### Selection

<<<<

Re: [RFC] Add --create-cache to repack

Shawn Pearce <spearce@xxxxxxxxxxx> · Fri, 28 Jan 2011 17:32:01 -0800

On Fri, Jan 28, 2011 at 13:09, Nicolas Pitre <nico@xxxxxxxxxxx> wrote:
> On Fri, 28 Jan 2011, Shawn Pearce wrote:
>
>> On Fri, Jan 28, 2011 at 10:46, Nicolas Pitre <nico@xxxxxxxxxxx> wrote:
>> > On Fri, 28 Jan 2011, Shawn Pearce wrote:
>> >
>> >> This started because I was looking for a way to speed up clones coming
>> >> from a JGit server.  Cloning the linux-2.6 repository is painful,

Well, scratch the idea in this thread.  I think.

I retested JGit vs. CGit on an identical linux-2.6 repository.  The
repository was fully packed, but had two pack files.  362M and 57M,
and was created by packing a 1 month old master, marking it .keep, and
then repacking -a -d to get most recent last month into another pack.
This results in some files that should be delta compressed together
being stored whole in the two packs (obviously).

The two implementations take the same amount of time to generate the
clone.  3m28s / 3m22s for JGit, 3m23s for C Git.  The JGit created
pack is actually smaller 376.30 MiB vs. C Git's 380.59 MiB.  I point
out this data because improvements made to JGit may show similar
improvements to CGit given how close they are in running time.

>>>>

### Direction 1
Answer these questions about the post:
(a) What were the sizes of the two pack files in the retested repository?
(b) How long did C Git take to generate the clone?
(c) How large was the pack that JGit created?

(Data records)
<<<<

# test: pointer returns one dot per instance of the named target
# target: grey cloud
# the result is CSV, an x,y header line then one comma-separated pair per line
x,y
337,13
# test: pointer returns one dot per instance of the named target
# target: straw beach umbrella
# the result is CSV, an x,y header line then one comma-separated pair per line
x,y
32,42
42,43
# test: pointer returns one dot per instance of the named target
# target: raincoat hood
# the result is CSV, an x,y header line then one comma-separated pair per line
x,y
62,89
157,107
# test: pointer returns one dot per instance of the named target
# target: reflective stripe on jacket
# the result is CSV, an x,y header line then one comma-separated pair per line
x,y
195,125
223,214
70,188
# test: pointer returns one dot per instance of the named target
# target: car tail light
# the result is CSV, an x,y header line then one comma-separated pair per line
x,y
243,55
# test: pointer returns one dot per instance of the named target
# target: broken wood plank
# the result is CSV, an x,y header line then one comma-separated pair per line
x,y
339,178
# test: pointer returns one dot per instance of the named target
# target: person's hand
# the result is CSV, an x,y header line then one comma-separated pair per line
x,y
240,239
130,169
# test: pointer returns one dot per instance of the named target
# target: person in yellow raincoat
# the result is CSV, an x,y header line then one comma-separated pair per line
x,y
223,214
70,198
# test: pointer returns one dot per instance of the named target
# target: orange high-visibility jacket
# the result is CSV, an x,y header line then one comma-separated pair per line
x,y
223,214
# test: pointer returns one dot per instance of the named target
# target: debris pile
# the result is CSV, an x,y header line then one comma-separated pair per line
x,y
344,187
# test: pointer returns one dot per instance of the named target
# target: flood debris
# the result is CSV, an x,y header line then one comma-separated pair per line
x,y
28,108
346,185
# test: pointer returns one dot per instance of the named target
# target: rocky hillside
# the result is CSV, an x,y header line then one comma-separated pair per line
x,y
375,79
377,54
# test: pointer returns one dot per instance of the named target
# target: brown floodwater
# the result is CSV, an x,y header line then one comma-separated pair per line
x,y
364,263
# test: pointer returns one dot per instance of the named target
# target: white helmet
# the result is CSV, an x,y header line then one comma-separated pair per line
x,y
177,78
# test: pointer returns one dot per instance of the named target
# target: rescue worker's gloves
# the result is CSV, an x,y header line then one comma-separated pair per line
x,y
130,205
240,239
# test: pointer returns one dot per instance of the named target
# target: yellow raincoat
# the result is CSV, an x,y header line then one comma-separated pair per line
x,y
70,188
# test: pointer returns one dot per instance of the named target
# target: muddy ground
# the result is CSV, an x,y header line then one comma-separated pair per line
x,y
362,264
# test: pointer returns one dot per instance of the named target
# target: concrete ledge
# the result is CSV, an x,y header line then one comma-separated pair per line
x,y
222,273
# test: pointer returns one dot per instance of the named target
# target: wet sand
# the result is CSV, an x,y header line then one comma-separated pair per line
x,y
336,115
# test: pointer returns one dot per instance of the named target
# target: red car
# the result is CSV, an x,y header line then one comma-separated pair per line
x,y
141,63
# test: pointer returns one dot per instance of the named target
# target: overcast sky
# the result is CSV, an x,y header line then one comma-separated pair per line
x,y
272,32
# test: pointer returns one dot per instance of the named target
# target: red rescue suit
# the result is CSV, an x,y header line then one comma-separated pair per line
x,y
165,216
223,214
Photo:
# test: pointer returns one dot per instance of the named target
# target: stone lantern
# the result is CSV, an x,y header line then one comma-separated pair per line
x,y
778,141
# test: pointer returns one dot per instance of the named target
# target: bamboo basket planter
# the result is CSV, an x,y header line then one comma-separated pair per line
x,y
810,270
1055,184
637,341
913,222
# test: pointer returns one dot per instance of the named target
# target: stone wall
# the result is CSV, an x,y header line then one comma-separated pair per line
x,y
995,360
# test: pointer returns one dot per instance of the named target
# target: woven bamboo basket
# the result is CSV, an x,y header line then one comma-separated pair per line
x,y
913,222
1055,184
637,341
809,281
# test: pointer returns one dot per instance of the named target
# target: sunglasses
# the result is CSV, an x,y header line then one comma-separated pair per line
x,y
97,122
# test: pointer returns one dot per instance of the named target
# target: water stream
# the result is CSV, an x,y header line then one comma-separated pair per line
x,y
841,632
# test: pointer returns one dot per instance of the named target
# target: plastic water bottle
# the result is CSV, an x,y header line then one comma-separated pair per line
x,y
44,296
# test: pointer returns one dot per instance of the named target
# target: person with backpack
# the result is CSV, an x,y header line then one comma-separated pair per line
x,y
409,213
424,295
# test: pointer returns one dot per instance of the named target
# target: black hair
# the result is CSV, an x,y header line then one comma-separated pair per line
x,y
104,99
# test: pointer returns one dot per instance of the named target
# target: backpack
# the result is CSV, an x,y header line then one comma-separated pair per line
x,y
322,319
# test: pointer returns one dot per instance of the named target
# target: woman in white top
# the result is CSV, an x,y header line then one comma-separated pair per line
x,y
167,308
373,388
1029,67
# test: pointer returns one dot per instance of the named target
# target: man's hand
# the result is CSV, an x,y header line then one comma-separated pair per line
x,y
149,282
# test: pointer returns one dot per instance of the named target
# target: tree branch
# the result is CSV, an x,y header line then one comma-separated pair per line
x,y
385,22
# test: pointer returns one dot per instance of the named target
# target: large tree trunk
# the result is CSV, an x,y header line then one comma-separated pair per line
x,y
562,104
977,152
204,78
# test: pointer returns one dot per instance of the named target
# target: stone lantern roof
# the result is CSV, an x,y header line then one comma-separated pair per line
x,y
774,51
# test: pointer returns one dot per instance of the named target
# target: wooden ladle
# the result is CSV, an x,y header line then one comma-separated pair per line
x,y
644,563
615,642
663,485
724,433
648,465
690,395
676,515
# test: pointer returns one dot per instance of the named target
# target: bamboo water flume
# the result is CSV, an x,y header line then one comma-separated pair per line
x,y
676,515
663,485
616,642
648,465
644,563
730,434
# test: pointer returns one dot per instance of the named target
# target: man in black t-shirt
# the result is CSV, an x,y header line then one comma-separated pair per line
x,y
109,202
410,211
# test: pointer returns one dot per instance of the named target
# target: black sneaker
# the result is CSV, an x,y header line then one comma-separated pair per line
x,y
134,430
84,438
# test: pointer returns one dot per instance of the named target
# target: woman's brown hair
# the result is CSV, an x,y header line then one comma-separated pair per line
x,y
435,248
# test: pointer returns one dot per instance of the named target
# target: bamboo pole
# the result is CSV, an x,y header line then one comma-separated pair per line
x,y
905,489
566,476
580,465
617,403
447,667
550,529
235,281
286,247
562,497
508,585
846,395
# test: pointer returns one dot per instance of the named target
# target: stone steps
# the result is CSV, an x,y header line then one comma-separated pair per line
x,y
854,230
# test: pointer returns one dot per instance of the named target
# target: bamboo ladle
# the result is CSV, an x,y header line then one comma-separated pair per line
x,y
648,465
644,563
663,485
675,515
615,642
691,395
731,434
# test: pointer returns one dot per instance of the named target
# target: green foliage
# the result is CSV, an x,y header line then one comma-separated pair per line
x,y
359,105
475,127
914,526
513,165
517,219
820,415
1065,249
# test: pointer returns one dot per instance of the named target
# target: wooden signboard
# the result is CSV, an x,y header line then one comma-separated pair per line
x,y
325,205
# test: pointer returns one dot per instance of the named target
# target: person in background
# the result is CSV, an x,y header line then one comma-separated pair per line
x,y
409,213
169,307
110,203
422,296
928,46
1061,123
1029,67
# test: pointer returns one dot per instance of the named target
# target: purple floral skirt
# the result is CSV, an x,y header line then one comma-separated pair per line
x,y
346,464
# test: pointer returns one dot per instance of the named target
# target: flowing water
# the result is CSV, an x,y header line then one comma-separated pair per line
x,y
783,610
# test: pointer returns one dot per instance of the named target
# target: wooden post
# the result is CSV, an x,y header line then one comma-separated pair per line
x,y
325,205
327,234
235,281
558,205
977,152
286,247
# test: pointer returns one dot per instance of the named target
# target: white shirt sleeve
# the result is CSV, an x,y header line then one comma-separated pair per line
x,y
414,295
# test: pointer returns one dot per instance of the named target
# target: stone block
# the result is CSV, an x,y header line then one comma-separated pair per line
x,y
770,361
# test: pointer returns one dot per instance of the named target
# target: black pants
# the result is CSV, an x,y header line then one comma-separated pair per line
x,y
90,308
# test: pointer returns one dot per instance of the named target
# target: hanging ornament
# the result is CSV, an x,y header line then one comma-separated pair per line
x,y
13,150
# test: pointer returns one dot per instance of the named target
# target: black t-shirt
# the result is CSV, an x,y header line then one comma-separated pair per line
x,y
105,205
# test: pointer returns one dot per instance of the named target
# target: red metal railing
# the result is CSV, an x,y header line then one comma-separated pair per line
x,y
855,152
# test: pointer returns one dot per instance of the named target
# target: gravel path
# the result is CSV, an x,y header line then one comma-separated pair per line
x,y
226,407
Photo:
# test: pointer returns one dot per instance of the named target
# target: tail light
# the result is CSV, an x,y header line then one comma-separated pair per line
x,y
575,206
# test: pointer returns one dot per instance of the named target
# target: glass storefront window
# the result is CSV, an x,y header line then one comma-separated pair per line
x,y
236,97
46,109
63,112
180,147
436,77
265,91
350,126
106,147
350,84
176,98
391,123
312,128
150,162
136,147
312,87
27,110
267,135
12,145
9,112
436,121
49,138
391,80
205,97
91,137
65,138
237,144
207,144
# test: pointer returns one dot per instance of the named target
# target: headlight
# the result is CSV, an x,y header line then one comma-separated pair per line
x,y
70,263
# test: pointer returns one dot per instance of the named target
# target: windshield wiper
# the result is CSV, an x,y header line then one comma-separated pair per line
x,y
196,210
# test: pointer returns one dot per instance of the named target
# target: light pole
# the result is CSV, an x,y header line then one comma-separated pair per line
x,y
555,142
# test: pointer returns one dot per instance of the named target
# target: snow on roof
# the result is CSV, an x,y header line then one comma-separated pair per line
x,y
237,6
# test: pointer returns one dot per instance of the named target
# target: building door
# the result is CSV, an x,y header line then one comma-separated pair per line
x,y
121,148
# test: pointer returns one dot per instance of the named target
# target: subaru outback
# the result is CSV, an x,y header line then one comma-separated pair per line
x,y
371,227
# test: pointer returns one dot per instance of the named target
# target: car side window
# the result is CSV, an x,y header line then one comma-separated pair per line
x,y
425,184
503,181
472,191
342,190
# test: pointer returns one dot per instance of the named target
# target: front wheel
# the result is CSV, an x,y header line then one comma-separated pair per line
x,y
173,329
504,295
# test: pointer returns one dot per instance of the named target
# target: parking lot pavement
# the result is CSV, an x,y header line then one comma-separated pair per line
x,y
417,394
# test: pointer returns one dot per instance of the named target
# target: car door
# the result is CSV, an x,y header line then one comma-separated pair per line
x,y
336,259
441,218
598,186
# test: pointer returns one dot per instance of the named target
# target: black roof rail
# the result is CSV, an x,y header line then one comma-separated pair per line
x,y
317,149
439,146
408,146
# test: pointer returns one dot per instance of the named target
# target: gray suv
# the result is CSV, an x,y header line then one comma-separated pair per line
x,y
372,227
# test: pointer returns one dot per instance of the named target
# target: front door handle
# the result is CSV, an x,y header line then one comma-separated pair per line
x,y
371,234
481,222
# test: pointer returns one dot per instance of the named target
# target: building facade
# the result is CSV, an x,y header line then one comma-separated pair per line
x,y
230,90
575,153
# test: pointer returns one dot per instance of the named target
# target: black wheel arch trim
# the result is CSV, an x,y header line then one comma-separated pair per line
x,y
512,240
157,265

>>>>

### Direction 2
Pull out every line of the entries that contains the string "jacket". Case counts.

### Correct result 1
(a) 362M and 57M
(b) 3m23s
(c) 376.30 MiB

### Correct result 2
# target: reflective stripe on jacket
# target: orange high-visibility jacket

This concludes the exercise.